*Activity*
Each line below should be repeated exactly as it stands.

(Segmentation mask data)
Content starts
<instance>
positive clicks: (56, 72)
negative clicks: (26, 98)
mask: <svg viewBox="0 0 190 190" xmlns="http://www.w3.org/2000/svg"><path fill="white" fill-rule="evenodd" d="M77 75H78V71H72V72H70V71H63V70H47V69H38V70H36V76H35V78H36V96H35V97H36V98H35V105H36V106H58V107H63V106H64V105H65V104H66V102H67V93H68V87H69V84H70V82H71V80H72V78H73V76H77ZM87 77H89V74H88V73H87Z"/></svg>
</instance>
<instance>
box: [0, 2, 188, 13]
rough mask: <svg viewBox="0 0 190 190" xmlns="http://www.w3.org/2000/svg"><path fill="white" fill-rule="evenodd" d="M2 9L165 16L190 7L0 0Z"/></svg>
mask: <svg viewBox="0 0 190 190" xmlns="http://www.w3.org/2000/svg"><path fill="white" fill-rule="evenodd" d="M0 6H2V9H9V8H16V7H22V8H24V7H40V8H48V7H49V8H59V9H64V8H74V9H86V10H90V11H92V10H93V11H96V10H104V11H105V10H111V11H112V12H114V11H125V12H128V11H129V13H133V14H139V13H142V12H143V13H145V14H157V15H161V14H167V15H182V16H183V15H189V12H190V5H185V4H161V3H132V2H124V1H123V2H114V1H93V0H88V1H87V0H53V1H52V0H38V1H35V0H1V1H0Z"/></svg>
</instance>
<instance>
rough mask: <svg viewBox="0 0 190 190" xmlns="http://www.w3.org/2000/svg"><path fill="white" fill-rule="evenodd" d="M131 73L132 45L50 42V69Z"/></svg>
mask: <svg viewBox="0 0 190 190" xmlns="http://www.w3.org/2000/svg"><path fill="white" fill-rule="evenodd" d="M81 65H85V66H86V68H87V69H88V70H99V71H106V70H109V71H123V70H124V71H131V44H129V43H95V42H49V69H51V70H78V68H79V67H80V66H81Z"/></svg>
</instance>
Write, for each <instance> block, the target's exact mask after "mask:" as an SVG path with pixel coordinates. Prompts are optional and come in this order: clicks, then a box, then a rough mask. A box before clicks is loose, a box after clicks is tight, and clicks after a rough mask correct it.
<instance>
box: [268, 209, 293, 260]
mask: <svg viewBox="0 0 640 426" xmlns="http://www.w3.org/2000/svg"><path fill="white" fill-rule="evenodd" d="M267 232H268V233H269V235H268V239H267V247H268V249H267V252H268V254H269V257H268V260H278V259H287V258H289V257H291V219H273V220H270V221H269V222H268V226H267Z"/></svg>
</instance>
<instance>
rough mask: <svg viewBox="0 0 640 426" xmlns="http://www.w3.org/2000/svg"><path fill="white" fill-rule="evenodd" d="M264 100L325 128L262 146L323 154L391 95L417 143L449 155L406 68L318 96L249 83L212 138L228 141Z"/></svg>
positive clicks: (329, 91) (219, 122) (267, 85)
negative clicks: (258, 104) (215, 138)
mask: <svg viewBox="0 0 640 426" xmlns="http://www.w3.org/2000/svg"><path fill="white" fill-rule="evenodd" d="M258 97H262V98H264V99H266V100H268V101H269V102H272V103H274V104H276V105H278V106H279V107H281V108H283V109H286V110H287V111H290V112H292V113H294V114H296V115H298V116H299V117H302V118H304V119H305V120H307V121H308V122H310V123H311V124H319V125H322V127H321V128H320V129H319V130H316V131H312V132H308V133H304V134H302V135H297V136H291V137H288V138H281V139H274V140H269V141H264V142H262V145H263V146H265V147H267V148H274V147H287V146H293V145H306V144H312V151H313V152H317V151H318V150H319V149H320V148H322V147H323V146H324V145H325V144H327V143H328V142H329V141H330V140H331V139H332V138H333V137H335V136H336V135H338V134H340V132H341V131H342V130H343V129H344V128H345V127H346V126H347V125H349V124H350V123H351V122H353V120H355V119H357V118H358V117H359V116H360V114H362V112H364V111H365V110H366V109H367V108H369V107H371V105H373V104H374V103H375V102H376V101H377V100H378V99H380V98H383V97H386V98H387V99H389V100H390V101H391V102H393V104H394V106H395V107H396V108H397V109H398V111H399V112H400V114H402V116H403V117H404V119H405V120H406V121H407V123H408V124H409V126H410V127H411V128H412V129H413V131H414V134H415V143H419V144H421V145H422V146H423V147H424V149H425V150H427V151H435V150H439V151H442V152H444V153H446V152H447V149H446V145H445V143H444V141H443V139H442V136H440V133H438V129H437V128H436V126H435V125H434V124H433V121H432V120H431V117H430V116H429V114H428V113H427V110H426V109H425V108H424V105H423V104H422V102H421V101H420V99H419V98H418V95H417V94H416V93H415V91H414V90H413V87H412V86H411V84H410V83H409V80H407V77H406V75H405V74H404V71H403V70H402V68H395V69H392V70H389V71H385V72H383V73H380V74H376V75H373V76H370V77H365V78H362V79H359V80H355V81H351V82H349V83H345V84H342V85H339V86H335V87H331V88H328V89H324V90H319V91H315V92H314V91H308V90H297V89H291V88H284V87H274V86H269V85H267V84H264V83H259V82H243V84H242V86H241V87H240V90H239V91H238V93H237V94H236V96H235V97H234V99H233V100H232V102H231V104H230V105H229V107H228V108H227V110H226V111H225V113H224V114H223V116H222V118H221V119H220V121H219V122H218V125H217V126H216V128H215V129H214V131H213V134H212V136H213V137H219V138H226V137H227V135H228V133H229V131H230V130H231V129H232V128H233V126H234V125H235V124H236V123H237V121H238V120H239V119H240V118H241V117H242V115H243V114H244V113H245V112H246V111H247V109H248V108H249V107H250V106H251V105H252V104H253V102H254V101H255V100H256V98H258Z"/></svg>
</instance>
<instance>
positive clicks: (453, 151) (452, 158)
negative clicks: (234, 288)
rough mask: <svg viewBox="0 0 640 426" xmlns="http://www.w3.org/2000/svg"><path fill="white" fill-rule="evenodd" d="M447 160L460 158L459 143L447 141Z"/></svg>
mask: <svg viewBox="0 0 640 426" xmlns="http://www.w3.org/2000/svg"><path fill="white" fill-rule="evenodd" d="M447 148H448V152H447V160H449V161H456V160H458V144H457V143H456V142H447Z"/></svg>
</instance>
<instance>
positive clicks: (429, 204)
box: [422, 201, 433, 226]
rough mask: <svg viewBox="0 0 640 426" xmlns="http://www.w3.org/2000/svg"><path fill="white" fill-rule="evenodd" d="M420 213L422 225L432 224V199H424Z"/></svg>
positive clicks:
Content ends
*Solution to the problem*
<instance>
positive clicks: (56, 72)
negative clicks: (26, 98)
mask: <svg viewBox="0 0 190 190" xmlns="http://www.w3.org/2000/svg"><path fill="white" fill-rule="evenodd" d="M77 75H78V71H72V72H70V71H63V70H47V69H38V70H36V76H35V78H36V96H35V97H36V98H35V105H36V106H58V107H63V106H64V105H65V104H66V102H67V93H68V87H69V84H70V82H71V80H72V78H73V76H77ZM87 77H89V74H88V73H87Z"/></svg>
</instance>
<instance>
box: [0, 2, 188, 13]
rough mask: <svg viewBox="0 0 190 190" xmlns="http://www.w3.org/2000/svg"><path fill="white" fill-rule="evenodd" d="M2 9L165 16L190 7L0 0Z"/></svg>
mask: <svg viewBox="0 0 190 190" xmlns="http://www.w3.org/2000/svg"><path fill="white" fill-rule="evenodd" d="M0 6H2V9H9V8H16V7H22V8H24V7H40V8H48V7H49V8H59V9H64V8H74V9H86V10H90V11H92V10H93V11H96V10H104V11H105V10H111V11H112V12H114V11H125V12H128V11H129V13H133V14H139V13H142V12H143V13H145V14H157V15H161V14H167V15H182V16H183V15H189V12H190V5H185V4H161V3H132V2H124V1H123V2H114V1H93V0H88V1H87V0H53V1H52V0H38V1H35V0H1V1H0Z"/></svg>
</instance>
<instance>
rough mask: <svg viewBox="0 0 190 190" xmlns="http://www.w3.org/2000/svg"><path fill="white" fill-rule="evenodd" d="M131 73L132 45L50 42V69Z"/></svg>
mask: <svg viewBox="0 0 190 190" xmlns="http://www.w3.org/2000/svg"><path fill="white" fill-rule="evenodd" d="M81 65H85V66H86V68H87V69H88V70H99V71H106V70H109V71H123V70H124V71H131V44H129V43H95V42H49V69H51V70H78V68H79V67H80V66H81Z"/></svg>
</instance>
Write, for each <instance> block, the target's exact mask after "mask:" as an SVG path with pixel coordinates. Prompts are optional and come in this order: clicks, then a box, then a rough mask. A box before clicks is loose, a box after clicks is tight, and clicks after a rough mask correct it.
<instance>
box: [268, 209, 293, 260]
mask: <svg viewBox="0 0 640 426" xmlns="http://www.w3.org/2000/svg"><path fill="white" fill-rule="evenodd" d="M267 232H268V233H269V235H268V239H267V247H268V249H267V252H268V254H269V257H268V260H278V259H287V258H289V257H291V219H273V220H270V221H269V222H268V226H267Z"/></svg>
</instance>
<instance>
rough mask: <svg viewBox="0 0 640 426" xmlns="http://www.w3.org/2000/svg"><path fill="white" fill-rule="evenodd" d="M264 100L325 128L262 146L323 154L391 95L417 143L449 155L406 68L318 96L249 83L212 138L228 141Z"/></svg>
positive clicks: (329, 91) (219, 122) (267, 85)
negative clicks: (258, 104) (215, 138)
mask: <svg viewBox="0 0 640 426" xmlns="http://www.w3.org/2000/svg"><path fill="white" fill-rule="evenodd" d="M258 97H262V98H264V99H266V100H268V101H269V102H272V103H274V104H276V105H278V106H279V107H281V108H283V109H286V110H287V111H290V112H292V113H294V114H296V115H298V116H299V117H302V118H304V119H305V120H307V121H308V122H310V123H311V124H319V125H322V127H321V128H320V129H319V130H316V131H312V132H308V133H304V134H302V135H297V136H291V137H288V138H281V139H274V140H269V141H264V142H262V145H263V146H265V147H267V148H274V147H287V146H293V145H306V144H312V151H313V152H317V151H318V150H319V149H320V148H322V147H323V146H324V145H325V144H327V143H328V142H329V141H330V140H331V139H332V138H333V137H335V136H336V135H338V134H340V132H341V131H342V130H343V129H344V128H345V127H346V126H347V125H349V124H350V123H351V122H353V120H355V119H357V118H358V117H359V116H360V114H362V112H364V111H365V110H366V109H367V108H369V107H371V105H373V104H374V103H375V102H376V101H377V100H378V99H380V98H383V97H386V98H387V99H389V100H390V101H391V102H393V104H394V106H395V107H396V108H397V109H398V111H399V112H400V114H402V116H403V117H404V119H405V120H406V121H407V123H408V124H409V126H410V127H411V128H412V129H413V131H414V134H415V143H419V144H421V145H422V146H423V147H424V149H425V150H427V151H435V150H439V151H442V152H444V153H446V152H447V149H446V145H445V143H444V141H443V139H442V136H440V133H438V129H437V128H436V126H435V125H434V124H433V121H432V120H431V117H430V116H429V114H428V113H427V110H426V109H425V108H424V105H423V104H422V102H421V101H420V99H419V98H418V95H417V94H416V93H415V91H414V90H413V87H412V86H411V84H410V83H409V80H407V77H406V75H405V74H404V71H403V70H402V68H395V69H392V70H389V71H385V72H383V73H380V74H376V75H373V76H370V77H365V78H362V79H359V80H355V81H351V82H349V83H345V84H342V85H339V86H335V87H331V88H328V89H324V90H319V91H315V92H314V91H308V90H297V89H291V88H284V87H274V86H269V85H267V84H264V83H259V82H243V84H242V86H241V87H240V90H239V91H238V93H237V94H236V96H235V97H234V99H233V100H232V102H231V104H230V105H229V107H228V108H227V110H226V111H225V113H224V114H223V116H222V118H221V119H220V121H219V122H218V125H217V126H216V128H215V129H214V131H213V134H212V136H213V137H219V138H226V137H227V135H228V133H229V131H230V130H231V129H232V128H233V126H234V125H235V124H236V123H237V121H238V120H239V119H240V118H241V117H242V115H243V114H244V113H245V112H246V111H247V109H248V108H249V107H250V106H251V105H252V104H253V102H254V101H255V100H256V98H258Z"/></svg>
</instance>
<instance>
positive clicks: (453, 151) (452, 158)
negative clicks: (234, 288)
rough mask: <svg viewBox="0 0 640 426" xmlns="http://www.w3.org/2000/svg"><path fill="white" fill-rule="evenodd" d="M447 160L460 158L459 143L447 141Z"/></svg>
mask: <svg viewBox="0 0 640 426" xmlns="http://www.w3.org/2000/svg"><path fill="white" fill-rule="evenodd" d="M447 148H448V152H447V160H449V161H456V160H458V144H457V143H456V142H447Z"/></svg>
</instance>
<instance>
positive clicks: (429, 204)
box: [422, 201, 433, 226]
rough mask: <svg viewBox="0 0 640 426" xmlns="http://www.w3.org/2000/svg"><path fill="white" fill-rule="evenodd" d="M420 213L422 225L432 224V199H424Z"/></svg>
positive clicks:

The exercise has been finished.